__To do__: Copy the data from the start through the line containing "[[166,95],[160,100],[170,104],[256,109],[256,94]]", swapping "reed bed" for "cattail marsh" and keeping everything else the same. Leave the pictures out.

__Materials provided__:

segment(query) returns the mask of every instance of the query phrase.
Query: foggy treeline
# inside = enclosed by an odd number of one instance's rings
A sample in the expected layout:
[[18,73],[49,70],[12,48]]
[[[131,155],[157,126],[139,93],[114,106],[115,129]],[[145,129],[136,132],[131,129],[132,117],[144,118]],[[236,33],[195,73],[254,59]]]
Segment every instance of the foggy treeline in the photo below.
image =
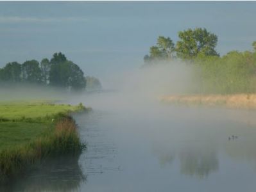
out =
[[178,32],[176,44],[159,36],[157,45],[144,58],[143,67],[182,63],[192,68],[197,86],[194,93],[237,93],[256,92],[256,42],[253,50],[232,51],[220,56],[216,50],[218,36],[205,28]]
[[101,88],[99,81],[84,76],[79,66],[67,59],[62,52],[56,52],[51,60],[44,58],[39,63],[35,60],[22,64],[7,63],[0,68],[0,86],[34,84],[58,87],[71,90],[89,90]]

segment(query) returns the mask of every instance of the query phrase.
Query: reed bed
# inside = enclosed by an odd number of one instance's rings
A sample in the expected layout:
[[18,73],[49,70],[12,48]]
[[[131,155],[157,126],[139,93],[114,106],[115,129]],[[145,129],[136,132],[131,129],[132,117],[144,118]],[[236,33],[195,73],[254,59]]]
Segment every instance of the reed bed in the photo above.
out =
[[166,95],[160,100],[170,104],[256,109],[256,94]]

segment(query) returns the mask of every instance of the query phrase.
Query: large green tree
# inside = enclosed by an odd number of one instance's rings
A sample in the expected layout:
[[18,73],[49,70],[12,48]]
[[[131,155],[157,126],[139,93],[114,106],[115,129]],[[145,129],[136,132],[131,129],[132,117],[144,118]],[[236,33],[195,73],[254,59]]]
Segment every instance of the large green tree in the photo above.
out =
[[21,65],[22,81],[28,83],[42,82],[41,69],[38,61],[33,60],[25,61]]
[[51,65],[49,84],[72,90],[85,88],[83,72],[76,64],[71,61],[59,62]]
[[67,61],[67,58],[61,52],[53,54],[53,58],[51,59],[50,63],[52,65],[61,63]]
[[49,83],[49,76],[51,64],[47,58],[42,59],[40,63],[42,81],[44,84]]
[[144,58],[145,62],[166,60],[174,57],[175,44],[169,37],[159,36],[157,45],[149,49],[149,55]]
[[0,71],[0,79],[13,83],[21,80],[21,65],[17,62],[7,63]]
[[218,56],[215,48],[218,36],[205,28],[189,29],[178,32],[178,40],[176,44],[176,51],[179,58],[191,59],[199,54]]

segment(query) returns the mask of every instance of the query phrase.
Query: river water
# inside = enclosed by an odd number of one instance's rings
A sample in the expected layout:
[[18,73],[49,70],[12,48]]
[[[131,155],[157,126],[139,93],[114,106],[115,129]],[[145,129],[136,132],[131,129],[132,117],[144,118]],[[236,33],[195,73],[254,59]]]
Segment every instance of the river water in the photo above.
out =
[[41,165],[9,190],[255,191],[254,111],[121,96],[70,100],[93,108],[74,116],[87,149]]

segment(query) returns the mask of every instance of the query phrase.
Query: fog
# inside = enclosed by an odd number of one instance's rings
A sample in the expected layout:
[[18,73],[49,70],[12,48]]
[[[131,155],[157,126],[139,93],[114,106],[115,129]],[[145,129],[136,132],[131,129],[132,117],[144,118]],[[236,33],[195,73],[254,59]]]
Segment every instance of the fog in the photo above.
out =
[[[1,97],[82,102],[92,108],[73,115],[81,139],[87,143],[74,177],[69,170],[67,179],[74,180],[74,190],[186,191],[189,186],[191,191],[241,191],[246,186],[253,191],[254,111],[160,101],[162,95],[192,93],[198,86],[192,65],[180,61],[158,63],[113,72],[101,79],[108,84],[101,92],[69,93],[30,85],[2,88]],[[237,139],[229,140],[232,135]],[[86,180],[76,177],[80,169]],[[56,172],[55,183],[64,189],[59,182],[63,171]],[[20,180],[18,188],[31,189],[33,178],[41,172]],[[37,186],[42,191],[46,187],[43,182]],[[49,184],[47,188],[55,191],[56,186]]]

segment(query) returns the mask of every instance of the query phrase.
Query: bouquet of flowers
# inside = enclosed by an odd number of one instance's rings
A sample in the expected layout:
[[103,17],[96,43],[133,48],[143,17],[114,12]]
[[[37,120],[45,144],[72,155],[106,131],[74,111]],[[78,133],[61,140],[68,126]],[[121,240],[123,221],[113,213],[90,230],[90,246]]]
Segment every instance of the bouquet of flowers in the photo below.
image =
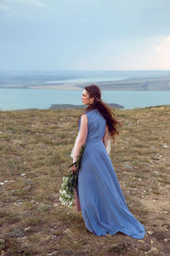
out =
[[60,201],[61,201],[62,205],[66,206],[69,208],[71,208],[72,206],[75,189],[78,183],[78,173],[81,168],[82,158],[84,149],[85,146],[82,145],[77,160],[69,166],[70,168],[73,166],[76,166],[76,171],[71,171],[69,174],[63,177],[63,183],[61,184],[61,189],[60,190]]

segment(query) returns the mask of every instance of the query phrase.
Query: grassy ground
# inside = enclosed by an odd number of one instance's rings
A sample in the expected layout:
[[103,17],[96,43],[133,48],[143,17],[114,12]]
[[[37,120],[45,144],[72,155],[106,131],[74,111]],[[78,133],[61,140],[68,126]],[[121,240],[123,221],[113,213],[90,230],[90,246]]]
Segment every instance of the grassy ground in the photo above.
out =
[[59,201],[80,113],[0,112],[0,255],[170,255],[170,107],[116,111],[110,158],[142,241],[95,236]]

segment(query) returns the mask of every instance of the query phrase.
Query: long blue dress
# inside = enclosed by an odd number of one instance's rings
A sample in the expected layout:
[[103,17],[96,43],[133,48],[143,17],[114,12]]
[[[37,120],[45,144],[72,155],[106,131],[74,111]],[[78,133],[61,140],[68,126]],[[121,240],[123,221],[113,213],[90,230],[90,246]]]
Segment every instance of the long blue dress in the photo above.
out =
[[86,227],[99,236],[121,231],[142,239],[144,227],[129,212],[102,142],[105,119],[97,109],[86,114],[88,131],[78,177],[78,195]]

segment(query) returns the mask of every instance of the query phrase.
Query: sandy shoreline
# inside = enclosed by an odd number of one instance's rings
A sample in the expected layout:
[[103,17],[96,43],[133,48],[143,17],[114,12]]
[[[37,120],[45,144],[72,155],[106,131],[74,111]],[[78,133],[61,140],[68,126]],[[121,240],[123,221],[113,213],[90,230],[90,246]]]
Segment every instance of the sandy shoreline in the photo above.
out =
[[[99,85],[101,90],[170,90],[170,78],[98,82],[94,84]],[[27,88],[41,90],[82,90],[87,84],[90,84],[63,83],[53,85],[31,85],[27,86]]]
[[[37,89],[59,90],[82,90],[91,83],[56,83],[54,84],[6,84],[3,89]],[[170,90],[170,78],[135,79],[119,81],[103,81],[94,83],[102,90]]]

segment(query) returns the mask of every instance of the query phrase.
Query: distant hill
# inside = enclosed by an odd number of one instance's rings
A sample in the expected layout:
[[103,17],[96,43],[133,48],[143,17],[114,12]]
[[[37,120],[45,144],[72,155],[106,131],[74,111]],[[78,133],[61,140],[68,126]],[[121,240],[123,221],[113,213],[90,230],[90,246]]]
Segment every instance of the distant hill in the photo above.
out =
[[[116,109],[124,108],[123,106],[116,103],[109,103],[108,105],[111,108],[116,108]],[[82,108],[85,108],[85,107],[83,105],[53,104],[49,108],[50,109],[82,109]]]

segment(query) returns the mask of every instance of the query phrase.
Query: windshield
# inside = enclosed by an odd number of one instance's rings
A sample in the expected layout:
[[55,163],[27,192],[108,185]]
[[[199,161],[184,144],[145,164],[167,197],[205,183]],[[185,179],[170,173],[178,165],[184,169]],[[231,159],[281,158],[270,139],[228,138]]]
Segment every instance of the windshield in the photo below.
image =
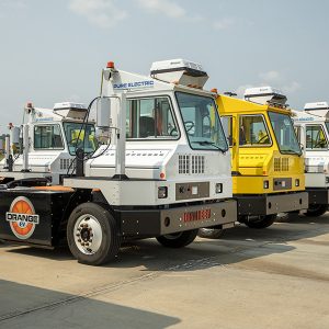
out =
[[212,98],[177,92],[177,100],[192,149],[228,149],[216,104]]
[[65,122],[64,131],[70,155],[75,156],[78,148],[82,148],[86,154],[97,149],[98,143],[92,124]]
[[275,112],[269,112],[269,117],[280,151],[300,155],[302,150],[291,117],[287,114]]
[[329,134],[329,122],[326,122],[327,134]]

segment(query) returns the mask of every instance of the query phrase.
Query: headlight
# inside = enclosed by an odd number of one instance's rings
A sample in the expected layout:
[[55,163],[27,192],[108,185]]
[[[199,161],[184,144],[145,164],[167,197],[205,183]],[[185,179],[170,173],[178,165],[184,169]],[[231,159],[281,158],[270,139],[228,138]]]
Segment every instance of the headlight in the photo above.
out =
[[222,183],[216,183],[215,192],[217,194],[223,192],[223,184]]
[[270,188],[270,182],[269,181],[264,181],[264,189],[269,189]]
[[158,188],[158,198],[166,198],[168,196],[168,188],[160,186]]

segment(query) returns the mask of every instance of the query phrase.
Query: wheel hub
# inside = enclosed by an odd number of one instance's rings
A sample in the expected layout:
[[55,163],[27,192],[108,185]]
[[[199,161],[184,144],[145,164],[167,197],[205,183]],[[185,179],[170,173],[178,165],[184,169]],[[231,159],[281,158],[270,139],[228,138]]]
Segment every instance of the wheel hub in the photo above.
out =
[[91,215],[80,216],[75,225],[75,242],[84,254],[95,253],[102,242],[102,227]]

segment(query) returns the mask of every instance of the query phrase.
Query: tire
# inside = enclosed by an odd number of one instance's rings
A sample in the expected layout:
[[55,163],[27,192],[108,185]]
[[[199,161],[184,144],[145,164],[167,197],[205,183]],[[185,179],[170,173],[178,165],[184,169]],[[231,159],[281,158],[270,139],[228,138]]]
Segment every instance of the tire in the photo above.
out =
[[198,229],[180,231],[177,234],[164,235],[157,237],[159,243],[167,248],[182,248],[194,241],[198,232]]
[[97,203],[77,206],[67,224],[68,246],[79,263],[101,265],[120,250],[121,236],[114,217]]
[[219,239],[224,234],[223,228],[200,228],[198,236],[204,239]]
[[326,214],[327,209],[328,209],[328,205],[327,204],[310,205],[310,207],[305,213],[305,216],[319,217],[319,216]]
[[263,215],[263,216],[252,216],[243,222],[250,228],[266,228],[270,227],[276,219],[276,214],[274,215]]

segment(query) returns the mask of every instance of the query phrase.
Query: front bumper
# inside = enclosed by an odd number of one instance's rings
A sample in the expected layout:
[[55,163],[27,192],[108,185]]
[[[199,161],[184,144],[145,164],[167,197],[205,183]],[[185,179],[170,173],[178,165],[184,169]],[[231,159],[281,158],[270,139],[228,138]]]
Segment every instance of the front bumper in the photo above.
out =
[[272,215],[308,208],[308,193],[234,195],[238,202],[238,216]]
[[329,204],[329,190],[327,188],[307,188],[309,205]]
[[235,200],[168,209],[117,209],[123,237],[156,237],[202,227],[231,227],[237,220]]

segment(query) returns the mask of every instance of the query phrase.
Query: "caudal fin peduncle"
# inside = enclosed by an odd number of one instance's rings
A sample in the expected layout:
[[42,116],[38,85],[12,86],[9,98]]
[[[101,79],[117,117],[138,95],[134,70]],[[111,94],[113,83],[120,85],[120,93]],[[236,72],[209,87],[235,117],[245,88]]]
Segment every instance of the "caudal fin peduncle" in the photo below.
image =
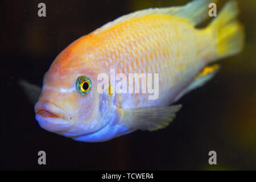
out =
[[243,48],[245,33],[236,18],[238,14],[237,2],[229,1],[209,26],[217,40],[216,59],[237,54]]

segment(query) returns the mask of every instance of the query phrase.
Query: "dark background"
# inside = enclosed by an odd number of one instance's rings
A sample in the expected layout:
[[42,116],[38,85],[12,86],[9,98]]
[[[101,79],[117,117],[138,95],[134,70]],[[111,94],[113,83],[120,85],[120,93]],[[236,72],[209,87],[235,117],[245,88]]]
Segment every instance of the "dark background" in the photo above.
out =
[[[81,143],[41,129],[19,79],[42,86],[57,54],[77,38],[135,10],[188,1],[2,1],[1,169],[256,169],[256,1],[239,1],[244,51],[221,60],[204,86],[179,101],[167,129]],[[226,1],[220,1],[217,11]],[[38,16],[46,5],[47,16]],[[218,13],[218,11],[217,11]],[[38,164],[38,152],[47,165]],[[217,165],[208,164],[214,150]]]

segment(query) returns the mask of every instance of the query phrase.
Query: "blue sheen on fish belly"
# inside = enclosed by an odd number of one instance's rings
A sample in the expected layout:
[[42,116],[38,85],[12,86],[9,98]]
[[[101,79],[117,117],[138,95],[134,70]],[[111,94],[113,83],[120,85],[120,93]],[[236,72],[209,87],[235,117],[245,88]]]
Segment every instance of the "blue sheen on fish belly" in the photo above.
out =
[[99,131],[85,135],[73,138],[80,142],[104,142],[129,134],[133,131],[129,130],[126,127],[121,125],[108,124],[105,127]]

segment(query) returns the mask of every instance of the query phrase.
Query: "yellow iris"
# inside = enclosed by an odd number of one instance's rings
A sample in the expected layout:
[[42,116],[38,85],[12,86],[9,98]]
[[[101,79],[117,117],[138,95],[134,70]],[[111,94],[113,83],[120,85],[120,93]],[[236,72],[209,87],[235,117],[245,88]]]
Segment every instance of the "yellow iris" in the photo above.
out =
[[92,83],[90,79],[86,76],[80,76],[76,80],[76,87],[77,91],[81,95],[85,95],[89,93]]

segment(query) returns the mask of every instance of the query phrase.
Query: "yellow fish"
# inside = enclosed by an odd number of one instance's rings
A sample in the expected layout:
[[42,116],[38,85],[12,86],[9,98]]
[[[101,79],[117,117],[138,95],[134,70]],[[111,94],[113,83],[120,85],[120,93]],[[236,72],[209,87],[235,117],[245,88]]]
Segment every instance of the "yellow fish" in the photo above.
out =
[[[242,48],[244,33],[234,1],[228,2],[207,27],[195,27],[208,16],[211,1],[138,11],[72,43],[45,74],[35,106],[40,126],[90,142],[168,126],[181,108],[172,103],[218,70],[217,65],[208,65]],[[156,73],[152,88],[159,88],[157,95],[149,99],[155,93],[117,93],[116,85],[101,85],[102,73],[123,73],[122,79],[130,73]],[[142,84],[149,80],[142,78]],[[111,92],[100,93],[99,85]]]

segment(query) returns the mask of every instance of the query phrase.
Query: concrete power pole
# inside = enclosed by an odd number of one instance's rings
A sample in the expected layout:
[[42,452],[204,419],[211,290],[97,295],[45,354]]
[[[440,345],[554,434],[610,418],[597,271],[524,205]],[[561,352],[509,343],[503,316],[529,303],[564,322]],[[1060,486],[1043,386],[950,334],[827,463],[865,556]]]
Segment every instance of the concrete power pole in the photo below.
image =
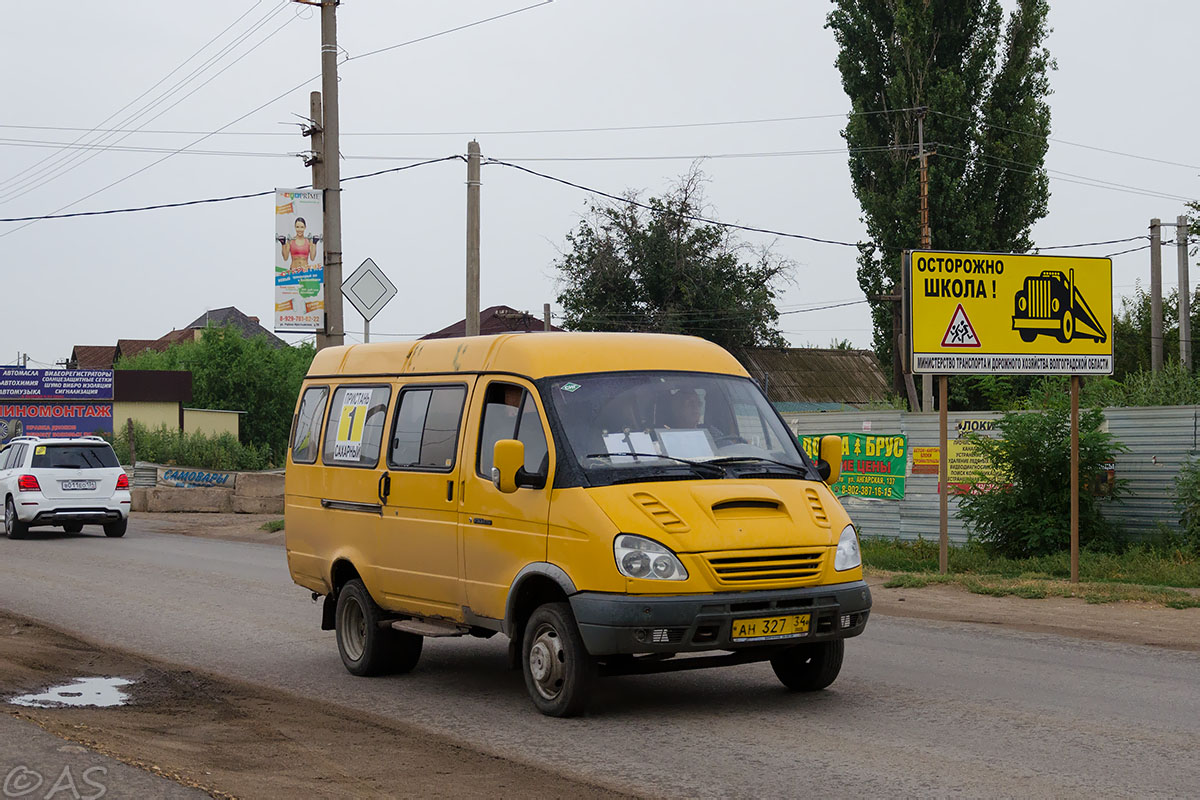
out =
[[479,143],[467,143],[467,336],[479,336]]
[[[929,160],[925,154],[925,109],[917,112],[917,157],[920,158],[920,248],[934,246],[934,234],[929,227]],[[910,291],[912,288],[910,287]],[[912,369],[912,365],[908,365]],[[920,378],[920,410],[934,410],[934,375]]]
[[[305,166],[312,167],[312,187],[316,190],[324,190],[325,188],[325,131],[323,126],[325,122],[322,116],[319,91],[314,91],[311,95],[308,95],[308,121],[312,124],[312,126],[306,130],[306,134],[310,138],[308,150],[312,152],[312,155],[305,160]],[[329,252],[328,240],[325,242],[325,246],[326,246],[325,252],[328,253]],[[326,314],[326,329],[328,329],[328,319],[329,319],[328,306],[331,305],[330,302],[328,302],[329,299],[328,288],[325,289],[325,296],[326,296],[325,314]],[[317,349],[324,350],[328,347],[329,347],[328,335],[324,331],[318,331]]]
[[342,168],[337,125],[337,4],[320,4],[320,90],[325,101],[325,345],[346,343],[342,315]]
[[1163,371],[1163,234],[1158,217],[1150,221],[1150,368]]
[[1188,279],[1188,218],[1175,218],[1175,251],[1180,258],[1180,363],[1192,372],[1192,284]]

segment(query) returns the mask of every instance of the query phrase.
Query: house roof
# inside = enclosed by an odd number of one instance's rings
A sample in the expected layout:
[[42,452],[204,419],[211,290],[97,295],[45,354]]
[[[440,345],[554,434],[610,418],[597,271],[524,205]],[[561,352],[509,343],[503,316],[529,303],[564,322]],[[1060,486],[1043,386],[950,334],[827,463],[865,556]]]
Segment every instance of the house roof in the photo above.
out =
[[116,348],[112,344],[76,344],[71,348],[71,366],[74,369],[112,369],[116,361]]
[[890,389],[870,350],[739,348],[733,355],[776,405],[878,403]]
[[[488,306],[479,312],[479,333],[490,336],[492,333],[540,333],[545,330],[545,323],[530,313],[517,311],[511,306]],[[551,331],[562,331],[560,327],[550,326]],[[460,319],[454,325],[446,325],[440,331],[426,333],[422,339],[449,339],[467,335],[467,320]]]
[[167,345],[158,347],[158,339],[116,339],[116,354],[113,361],[119,359],[132,359],[139,353],[155,350],[162,353]]
[[233,325],[241,331],[241,335],[247,339],[254,338],[259,333],[266,336],[266,341],[274,347],[283,347],[287,344],[283,339],[277,337],[275,333],[270,332],[258,323],[258,317],[248,317],[241,313],[233,306],[226,306],[224,308],[211,308],[196,319],[192,320],[187,329],[204,329],[204,327],[221,327],[222,325]]

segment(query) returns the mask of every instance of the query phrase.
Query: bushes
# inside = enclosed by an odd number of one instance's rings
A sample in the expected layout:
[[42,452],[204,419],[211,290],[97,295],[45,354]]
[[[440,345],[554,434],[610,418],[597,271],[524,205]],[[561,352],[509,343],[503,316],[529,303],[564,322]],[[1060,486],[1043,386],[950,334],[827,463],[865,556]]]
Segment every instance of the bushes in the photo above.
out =
[[[1100,499],[1086,489],[1086,479],[1126,450],[1100,429],[1097,408],[1081,409],[1079,420],[1079,540],[1104,547],[1112,527],[1100,516]],[[1070,411],[1058,396],[1044,411],[1009,413],[996,422],[1003,438],[976,438],[995,476],[1012,483],[977,489],[962,497],[959,517],[989,551],[1009,558],[1048,555],[1070,543]],[[990,479],[982,476],[980,482]],[[1114,498],[1121,492],[1118,483]]]
[[227,325],[205,329],[199,339],[173,344],[166,353],[145,350],[121,359],[116,368],[191,372],[192,405],[245,411],[241,440],[269,447],[282,463],[300,383],[314,354],[311,344],[275,348],[265,336],[247,339]]
[[1180,545],[1200,554],[1200,461],[1189,461],[1175,477],[1175,507],[1180,511]]
[[[198,469],[259,470],[271,469],[271,449],[266,445],[244,445],[228,433],[210,437],[204,433],[186,434],[166,426],[148,429],[133,423],[133,443],[138,461]],[[128,463],[130,439],[121,428],[113,440],[113,449],[121,463]]]

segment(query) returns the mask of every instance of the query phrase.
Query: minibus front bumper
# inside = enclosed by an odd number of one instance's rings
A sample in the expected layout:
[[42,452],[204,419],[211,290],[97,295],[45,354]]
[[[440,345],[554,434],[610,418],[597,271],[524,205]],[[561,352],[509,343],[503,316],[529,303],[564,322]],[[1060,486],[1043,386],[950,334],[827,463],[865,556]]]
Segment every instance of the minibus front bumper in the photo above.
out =
[[[646,652],[697,652],[805,644],[858,636],[866,627],[871,590],[864,581],[769,591],[707,595],[571,595],[571,610],[594,656]],[[794,618],[805,616],[799,625]],[[780,619],[782,618],[782,619]],[[734,637],[734,622],[780,619],[774,633]],[[745,633],[745,627],[739,626]],[[797,631],[798,627],[806,630]]]

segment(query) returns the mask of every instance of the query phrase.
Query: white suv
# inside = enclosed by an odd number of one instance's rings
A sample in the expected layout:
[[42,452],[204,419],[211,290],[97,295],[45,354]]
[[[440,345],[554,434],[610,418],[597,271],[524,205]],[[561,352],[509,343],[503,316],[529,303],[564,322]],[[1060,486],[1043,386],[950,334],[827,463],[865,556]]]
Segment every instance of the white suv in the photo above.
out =
[[8,539],[36,527],[77,534],[94,524],[124,536],[130,519],[130,479],[100,437],[14,437],[0,451],[0,498]]

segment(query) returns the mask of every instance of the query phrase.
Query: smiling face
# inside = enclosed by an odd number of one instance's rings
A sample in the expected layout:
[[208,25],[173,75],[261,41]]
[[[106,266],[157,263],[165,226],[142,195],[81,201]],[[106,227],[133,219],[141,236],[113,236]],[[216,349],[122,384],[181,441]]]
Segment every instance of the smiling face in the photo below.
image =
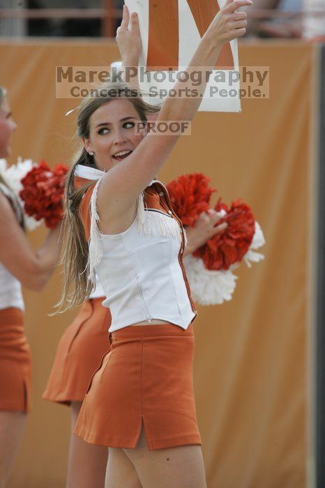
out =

__Worked answer__:
segment(query) returns the mask of every instance of the query phrase.
Query: foggy treeline
# inside = enclosed by an odd number of one instance's rings
A sample in the expected layout:
[[18,73],[49,70],[12,48]]
[[[131,155],[157,126],[139,93],[114,106],[115,129]],[[145,129],[136,132],[131,129],[132,117],[144,118]],[[236,33],[195,73],[254,59]]]
Segment every instance of the foggy treeline in the photo below.
image =
out =
[[178,32],[176,44],[159,36],[157,45],[144,58],[143,67],[182,63],[192,68],[197,86],[194,93],[237,93],[256,92],[256,42],[253,50],[232,51],[220,56],[216,50],[218,36],[205,28]]
[[101,88],[99,81],[84,76],[79,66],[67,59],[62,52],[56,52],[51,60],[44,58],[39,63],[35,60],[22,64],[7,63],[0,68],[0,86],[34,84],[58,87],[71,90],[89,90]]

segment(query) returns the mask of every instance of the query phrase.
Query: cattail marsh
# inside = enclosed by an odd number of one instance's rings
A sample in the expected layout:
[[18,73],[49,70],[12,48]]
[[[131,155],[157,126],[139,93],[114,106],[115,129]],[[145,129],[136,132],[131,129],[132,117],[144,118]],[[236,33],[195,73],[254,59]]]
Segment every instance of the cattail marsh in the photo above.
out =
[[166,95],[160,100],[170,104],[256,109],[256,94]]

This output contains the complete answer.